■ **Exercise instructions**
Which lines in the items below contain the string "with"? Gather each of them and copy it in full.

Items from a dataset
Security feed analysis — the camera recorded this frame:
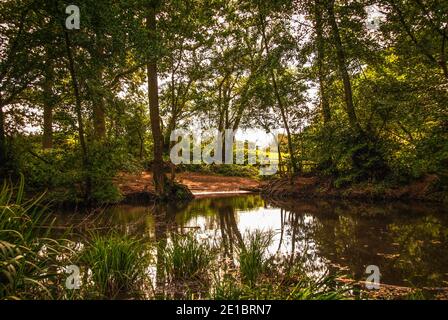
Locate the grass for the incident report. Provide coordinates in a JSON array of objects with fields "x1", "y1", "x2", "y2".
[
  {"x1": 79, "y1": 233, "x2": 150, "y2": 298},
  {"x1": 163, "y1": 232, "x2": 215, "y2": 281},
  {"x1": 0, "y1": 176, "x2": 73, "y2": 299},
  {"x1": 238, "y1": 230, "x2": 273, "y2": 286}
]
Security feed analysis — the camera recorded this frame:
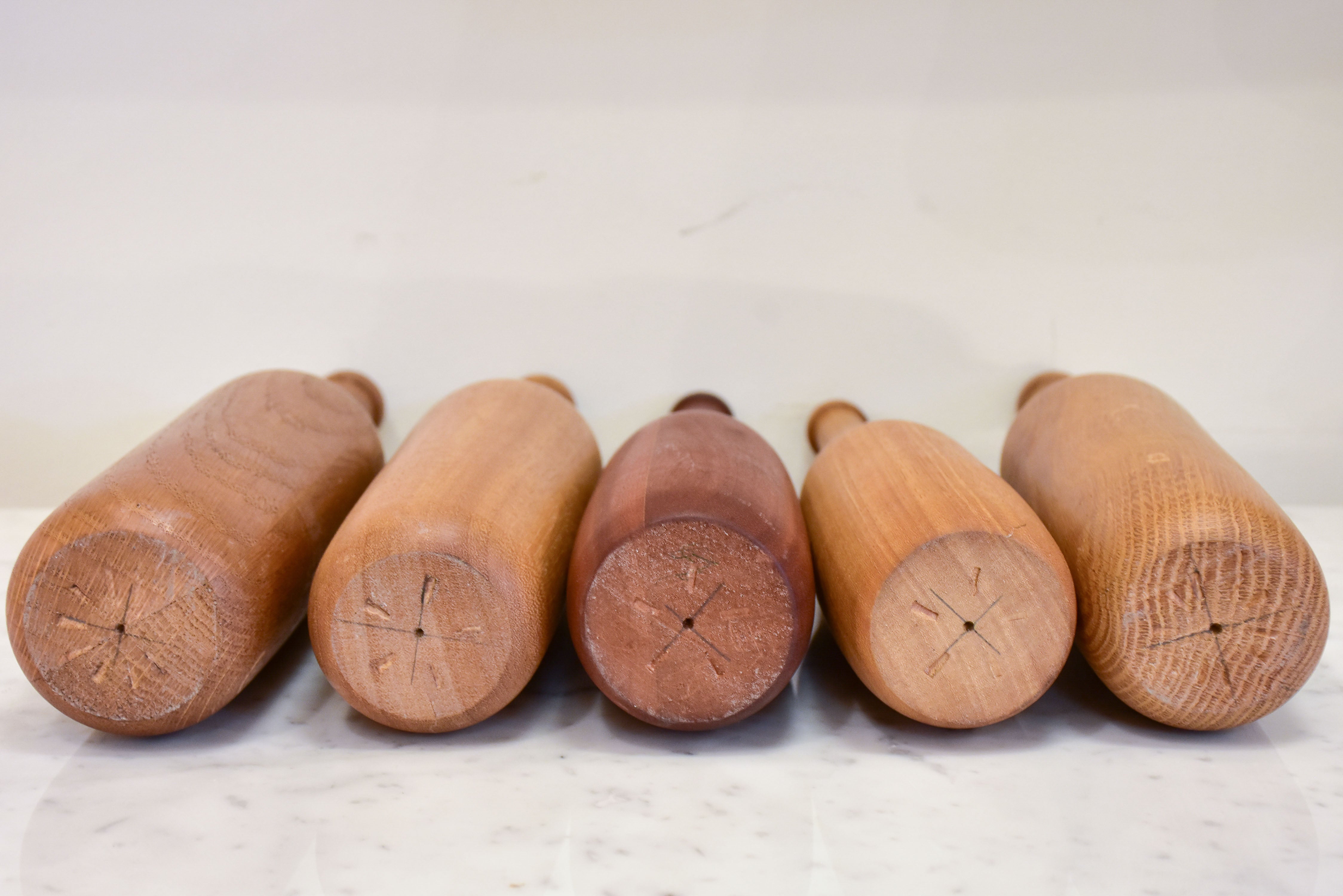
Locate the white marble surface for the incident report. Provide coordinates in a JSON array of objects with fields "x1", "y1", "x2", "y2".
[{"x1": 0, "y1": 508, "x2": 1343, "y2": 896}]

■ **Finished task**
Locate the grass for the incident report. Provide coordinates in a JSON array of objects with fields "x1", "y1", "x2", "y2".
Locate the white marble surface for the incident report. Provide coordinates in a JSON array of objects with fields "x1", "y1", "x2", "y2".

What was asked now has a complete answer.